(Part of a data file)
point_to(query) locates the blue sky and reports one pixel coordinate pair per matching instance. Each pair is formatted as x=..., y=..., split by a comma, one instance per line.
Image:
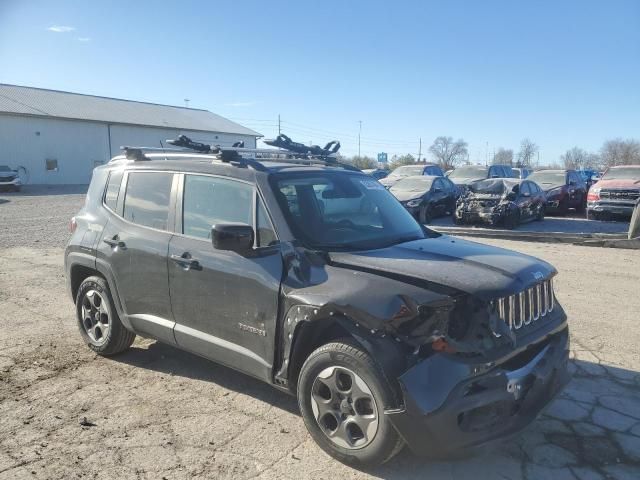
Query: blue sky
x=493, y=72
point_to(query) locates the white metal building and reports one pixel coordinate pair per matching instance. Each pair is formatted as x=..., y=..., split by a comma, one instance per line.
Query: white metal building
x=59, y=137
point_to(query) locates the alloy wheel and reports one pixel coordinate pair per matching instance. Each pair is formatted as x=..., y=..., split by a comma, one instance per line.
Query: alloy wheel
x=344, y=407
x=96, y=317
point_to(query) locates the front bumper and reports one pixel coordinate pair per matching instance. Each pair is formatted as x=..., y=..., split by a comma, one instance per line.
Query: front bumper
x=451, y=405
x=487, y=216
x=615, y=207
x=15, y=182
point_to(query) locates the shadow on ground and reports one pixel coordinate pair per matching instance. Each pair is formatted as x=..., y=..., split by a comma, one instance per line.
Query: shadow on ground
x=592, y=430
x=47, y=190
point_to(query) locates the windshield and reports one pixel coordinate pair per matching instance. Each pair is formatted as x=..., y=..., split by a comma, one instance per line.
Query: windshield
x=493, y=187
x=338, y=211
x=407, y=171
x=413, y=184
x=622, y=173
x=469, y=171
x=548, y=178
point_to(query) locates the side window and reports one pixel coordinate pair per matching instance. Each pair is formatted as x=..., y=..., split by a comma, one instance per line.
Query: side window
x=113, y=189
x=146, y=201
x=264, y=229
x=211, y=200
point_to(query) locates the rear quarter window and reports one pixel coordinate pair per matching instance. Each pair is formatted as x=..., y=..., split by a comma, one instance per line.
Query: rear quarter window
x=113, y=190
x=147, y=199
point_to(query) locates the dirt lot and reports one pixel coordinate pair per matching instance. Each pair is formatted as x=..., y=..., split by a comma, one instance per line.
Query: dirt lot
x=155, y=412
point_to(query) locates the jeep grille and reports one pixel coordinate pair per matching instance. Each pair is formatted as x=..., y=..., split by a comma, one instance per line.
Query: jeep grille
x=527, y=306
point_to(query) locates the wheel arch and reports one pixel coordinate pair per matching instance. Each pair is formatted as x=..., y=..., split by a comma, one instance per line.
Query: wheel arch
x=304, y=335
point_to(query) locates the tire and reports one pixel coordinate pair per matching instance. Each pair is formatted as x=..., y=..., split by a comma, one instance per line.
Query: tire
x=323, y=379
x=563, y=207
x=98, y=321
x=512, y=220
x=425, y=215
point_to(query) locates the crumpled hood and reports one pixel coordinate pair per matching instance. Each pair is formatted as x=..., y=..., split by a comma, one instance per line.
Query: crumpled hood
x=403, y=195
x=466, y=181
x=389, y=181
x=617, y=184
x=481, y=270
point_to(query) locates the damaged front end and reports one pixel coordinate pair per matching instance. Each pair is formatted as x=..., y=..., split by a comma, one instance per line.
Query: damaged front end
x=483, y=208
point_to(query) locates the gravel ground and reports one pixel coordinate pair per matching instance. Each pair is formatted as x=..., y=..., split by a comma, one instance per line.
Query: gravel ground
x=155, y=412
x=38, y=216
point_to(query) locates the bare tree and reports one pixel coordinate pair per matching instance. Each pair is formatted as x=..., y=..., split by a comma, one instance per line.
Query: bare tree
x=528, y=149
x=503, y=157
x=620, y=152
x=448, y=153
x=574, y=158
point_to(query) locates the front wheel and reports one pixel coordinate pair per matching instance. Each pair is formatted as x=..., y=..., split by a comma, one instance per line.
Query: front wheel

| Exercise |
Could you write out the listing from its very start through the line containing "x=147, y=199", including that line, switching "pixel coordinate pair" to "pixel location" and keeping everything else the same? Leave the pictures out.

| Right answer |
point_to(query) locates the blue sky and reports one pixel location per matching instance. Each pair is formatted as x=..., y=..., split by a comma, one instance per line.
Image:
Query: blue sky
x=493, y=72
point_to(query) locates the white metal building and reports one pixel location per matching instance. Each pair is formatted as x=..., y=..., split by a comma, one instance per line.
Query: white metal building
x=59, y=137
point_to(query) locates the alloy wheel and reports one pixel location per matching instance. Each pair is formatted as x=..., y=..., split by a comma, one instance per line.
Query: alloy wheel
x=344, y=407
x=96, y=317
point_to(query) locates the front bumper and reports one pixel location per matching instance. Each pair is formatted as x=..., y=..., split by a comma, one instance per line.
Query: front bumper
x=451, y=405
x=487, y=216
x=615, y=207
x=15, y=182
point_to(query) locates the shadow on ground and reports one pixel location per matching instance. Each pair is formatted as x=..., y=..., split by a comma, one instance per line.
Query: shadow on ground
x=592, y=430
x=47, y=190
point_to(query) locates the windshield and reports one pixel location per matching instance. Each pair is formatted as x=..., y=..., split by a comma, one instance per line.
Query: windshield
x=493, y=187
x=338, y=211
x=407, y=171
x=413, y=184
x=622, y=173
x=469, y=171
x=548, y=178
point_to(query) locates the side window and reports one pixel location per matching instance. Each pair is formatted as x=..., y=..., split by a comma, one instance per line.
Query: side window
x=113, y=189
x=146, y=201
x=264, y=229
x=211, y=200
point_to(query) locates the rear quarter window and reports one pixel location per matching instance. Each pair is formatted as x=..., y=..., split by a comma, one instance per line.
Query: rear quarter window
x=113, y=190
x=147, y=199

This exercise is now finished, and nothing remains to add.